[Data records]

____________

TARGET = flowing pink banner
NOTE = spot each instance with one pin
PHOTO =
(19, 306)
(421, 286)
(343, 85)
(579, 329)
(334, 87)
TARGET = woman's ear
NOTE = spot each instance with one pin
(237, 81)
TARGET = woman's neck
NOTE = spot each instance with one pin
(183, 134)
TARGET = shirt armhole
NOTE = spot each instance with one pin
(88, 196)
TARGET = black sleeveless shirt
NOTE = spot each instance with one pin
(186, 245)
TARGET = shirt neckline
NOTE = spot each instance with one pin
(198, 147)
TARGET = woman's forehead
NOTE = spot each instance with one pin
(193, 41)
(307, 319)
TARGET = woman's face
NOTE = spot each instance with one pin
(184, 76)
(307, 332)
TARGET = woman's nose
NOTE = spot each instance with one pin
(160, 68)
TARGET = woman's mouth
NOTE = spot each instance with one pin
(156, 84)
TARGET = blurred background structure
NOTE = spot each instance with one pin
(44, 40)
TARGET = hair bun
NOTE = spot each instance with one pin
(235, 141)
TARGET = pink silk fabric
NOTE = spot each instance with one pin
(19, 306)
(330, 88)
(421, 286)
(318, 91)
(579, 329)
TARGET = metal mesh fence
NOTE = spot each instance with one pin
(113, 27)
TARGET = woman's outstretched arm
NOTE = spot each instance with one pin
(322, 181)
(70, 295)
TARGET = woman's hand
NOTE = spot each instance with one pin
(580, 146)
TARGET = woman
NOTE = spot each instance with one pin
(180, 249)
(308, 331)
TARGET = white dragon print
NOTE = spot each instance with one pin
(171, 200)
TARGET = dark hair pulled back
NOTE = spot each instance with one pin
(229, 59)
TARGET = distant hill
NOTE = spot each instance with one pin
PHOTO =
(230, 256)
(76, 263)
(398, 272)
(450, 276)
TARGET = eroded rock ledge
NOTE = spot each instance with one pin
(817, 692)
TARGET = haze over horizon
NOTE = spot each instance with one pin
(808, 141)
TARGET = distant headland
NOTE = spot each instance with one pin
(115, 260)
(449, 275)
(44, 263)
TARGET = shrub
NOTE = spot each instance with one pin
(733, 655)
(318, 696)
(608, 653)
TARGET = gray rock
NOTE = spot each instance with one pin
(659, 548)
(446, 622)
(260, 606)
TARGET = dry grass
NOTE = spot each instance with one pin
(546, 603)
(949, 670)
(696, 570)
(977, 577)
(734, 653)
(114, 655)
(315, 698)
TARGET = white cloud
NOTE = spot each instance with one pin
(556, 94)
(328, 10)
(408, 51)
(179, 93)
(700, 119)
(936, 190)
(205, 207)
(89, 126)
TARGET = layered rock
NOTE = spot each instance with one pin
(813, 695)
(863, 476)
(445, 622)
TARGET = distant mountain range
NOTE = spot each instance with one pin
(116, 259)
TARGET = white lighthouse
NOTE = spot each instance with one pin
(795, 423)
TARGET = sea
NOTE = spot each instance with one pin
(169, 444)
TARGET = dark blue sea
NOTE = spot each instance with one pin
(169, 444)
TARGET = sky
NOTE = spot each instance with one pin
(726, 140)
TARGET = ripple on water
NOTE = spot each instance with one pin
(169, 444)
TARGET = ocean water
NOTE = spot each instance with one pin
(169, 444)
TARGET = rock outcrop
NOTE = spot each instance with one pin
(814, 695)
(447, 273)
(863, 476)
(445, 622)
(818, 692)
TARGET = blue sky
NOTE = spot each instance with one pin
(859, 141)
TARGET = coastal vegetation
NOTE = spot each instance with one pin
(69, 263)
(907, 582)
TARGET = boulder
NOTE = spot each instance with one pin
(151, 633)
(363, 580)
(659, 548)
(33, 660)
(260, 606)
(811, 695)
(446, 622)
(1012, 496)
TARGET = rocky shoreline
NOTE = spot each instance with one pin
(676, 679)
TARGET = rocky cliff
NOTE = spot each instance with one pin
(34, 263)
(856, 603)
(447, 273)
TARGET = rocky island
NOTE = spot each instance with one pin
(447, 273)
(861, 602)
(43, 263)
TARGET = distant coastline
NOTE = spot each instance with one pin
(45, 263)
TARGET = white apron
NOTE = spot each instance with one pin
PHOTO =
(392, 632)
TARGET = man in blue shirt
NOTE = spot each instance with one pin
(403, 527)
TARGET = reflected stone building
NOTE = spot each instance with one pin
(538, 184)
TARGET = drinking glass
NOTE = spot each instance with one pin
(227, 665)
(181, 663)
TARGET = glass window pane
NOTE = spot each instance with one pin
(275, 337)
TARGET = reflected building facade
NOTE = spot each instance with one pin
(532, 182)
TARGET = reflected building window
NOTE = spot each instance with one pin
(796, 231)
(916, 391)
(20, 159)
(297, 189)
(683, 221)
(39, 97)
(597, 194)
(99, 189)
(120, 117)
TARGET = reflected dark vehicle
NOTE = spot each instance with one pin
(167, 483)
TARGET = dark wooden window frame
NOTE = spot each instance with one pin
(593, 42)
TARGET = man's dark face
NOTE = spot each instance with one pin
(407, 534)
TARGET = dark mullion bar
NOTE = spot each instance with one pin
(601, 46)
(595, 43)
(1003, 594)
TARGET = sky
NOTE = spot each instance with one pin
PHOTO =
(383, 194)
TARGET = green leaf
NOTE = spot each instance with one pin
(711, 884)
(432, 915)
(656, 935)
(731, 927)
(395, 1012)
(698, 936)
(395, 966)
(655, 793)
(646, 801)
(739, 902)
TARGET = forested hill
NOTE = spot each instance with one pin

____________

** REQUIRED ACTION **
Which lines above include the string "face"? Show them.

** TASK ANSWER **
TARGET = woman's face
TARGET = man's dark face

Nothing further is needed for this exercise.